╭─ Information shown

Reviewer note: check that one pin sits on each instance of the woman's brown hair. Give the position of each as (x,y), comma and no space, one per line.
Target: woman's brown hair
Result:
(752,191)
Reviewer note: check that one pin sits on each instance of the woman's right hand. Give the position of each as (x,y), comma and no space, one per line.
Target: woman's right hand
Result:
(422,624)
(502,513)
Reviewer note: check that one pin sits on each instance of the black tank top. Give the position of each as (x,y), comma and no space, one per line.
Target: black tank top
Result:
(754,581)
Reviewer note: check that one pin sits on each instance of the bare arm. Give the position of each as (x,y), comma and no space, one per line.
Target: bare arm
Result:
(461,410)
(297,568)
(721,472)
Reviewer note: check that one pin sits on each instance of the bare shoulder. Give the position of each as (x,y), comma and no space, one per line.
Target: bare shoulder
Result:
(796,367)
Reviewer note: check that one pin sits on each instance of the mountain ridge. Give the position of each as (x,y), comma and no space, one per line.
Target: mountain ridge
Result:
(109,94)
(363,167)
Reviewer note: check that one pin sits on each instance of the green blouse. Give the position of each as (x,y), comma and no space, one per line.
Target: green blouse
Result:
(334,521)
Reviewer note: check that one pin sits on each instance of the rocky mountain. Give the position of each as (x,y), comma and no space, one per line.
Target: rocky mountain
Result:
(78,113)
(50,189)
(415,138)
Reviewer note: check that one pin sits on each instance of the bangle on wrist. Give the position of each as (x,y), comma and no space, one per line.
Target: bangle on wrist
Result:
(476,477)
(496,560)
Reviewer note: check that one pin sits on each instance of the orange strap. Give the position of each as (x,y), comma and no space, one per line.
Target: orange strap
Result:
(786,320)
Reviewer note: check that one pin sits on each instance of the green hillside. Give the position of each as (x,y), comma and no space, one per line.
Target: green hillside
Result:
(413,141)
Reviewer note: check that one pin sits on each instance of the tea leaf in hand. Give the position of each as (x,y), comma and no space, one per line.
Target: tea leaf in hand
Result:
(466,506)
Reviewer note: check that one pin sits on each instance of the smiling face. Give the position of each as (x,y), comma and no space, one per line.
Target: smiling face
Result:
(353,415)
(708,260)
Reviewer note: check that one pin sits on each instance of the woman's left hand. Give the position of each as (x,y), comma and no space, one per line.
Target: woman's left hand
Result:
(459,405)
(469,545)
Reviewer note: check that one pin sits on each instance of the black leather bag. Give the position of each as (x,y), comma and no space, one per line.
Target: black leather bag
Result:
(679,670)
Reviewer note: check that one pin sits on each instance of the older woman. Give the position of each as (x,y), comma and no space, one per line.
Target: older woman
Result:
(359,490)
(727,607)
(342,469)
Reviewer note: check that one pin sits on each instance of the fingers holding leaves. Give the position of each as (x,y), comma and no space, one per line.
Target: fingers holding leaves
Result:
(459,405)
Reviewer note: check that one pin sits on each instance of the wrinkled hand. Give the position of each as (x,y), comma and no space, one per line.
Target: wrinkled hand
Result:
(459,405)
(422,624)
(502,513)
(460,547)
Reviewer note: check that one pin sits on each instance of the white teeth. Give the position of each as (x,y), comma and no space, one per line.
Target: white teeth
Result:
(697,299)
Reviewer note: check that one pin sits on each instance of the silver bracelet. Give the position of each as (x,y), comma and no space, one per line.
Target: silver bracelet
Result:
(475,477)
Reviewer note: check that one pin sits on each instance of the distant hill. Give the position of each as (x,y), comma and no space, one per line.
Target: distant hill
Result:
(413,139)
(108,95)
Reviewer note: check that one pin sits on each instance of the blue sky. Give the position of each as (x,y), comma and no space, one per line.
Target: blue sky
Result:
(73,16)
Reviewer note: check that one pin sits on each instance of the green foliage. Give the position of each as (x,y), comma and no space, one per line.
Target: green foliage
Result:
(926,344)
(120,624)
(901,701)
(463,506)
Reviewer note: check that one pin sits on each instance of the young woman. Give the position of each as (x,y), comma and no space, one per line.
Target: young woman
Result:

╰─

> Exercise prompt
Please multiply each pin coordinate in the results by 1.05, rounding to whole numbers with halves going up, and write out every line again in full from the line with "of the wrinkled" up to and including the last line of the records. Give only those lines.

> Complete response
Reviewer note: check that one pin sits on each instance of the wrinkled hand. Give the position of each as (x,y), comma and no space, one per line.
Target: wrinkled hand
Result:
(482,425)
(443,655)
(527,539)
(483,574)
Reviewer note: check that one pin sits on each instance of the white teeth. Give the position of each as (x,y), comma and no space, one per line.
Target: white teeth
Result:
(732,314)
Reviewer note: check that one pin sits on each instance of the silver bracelet. Give the position of each as (x,y), comma and no space, one per line.
Target: silver bracelet
Result:
(499,501)
Reviewer note: check that one pin sits on each instance of the distant hill. Give the position of each as (x,y), comma and no space, one per line.
Target: distant hill
Result:
(434,146)
(113,100)
Reviewer note: check that one pin sits on each instance of the blue sky. Give the position of each as (x,y), comma and no space, one per line.
Target: blue sky
Result:
(77,17)
Reviewer note: check that one pin sits on each instance of the green foliage. Give the position of each as (x,y), comma and no space, one per line.
Target: green foliage
Result:
(972,361)
(126,655)
(946,736)
(486,531)
Reviewer note: check that one pin sits on each instance of the young woman. Give the position of each as (x,y), comma and no space, one per line.
Target: young woman
Result:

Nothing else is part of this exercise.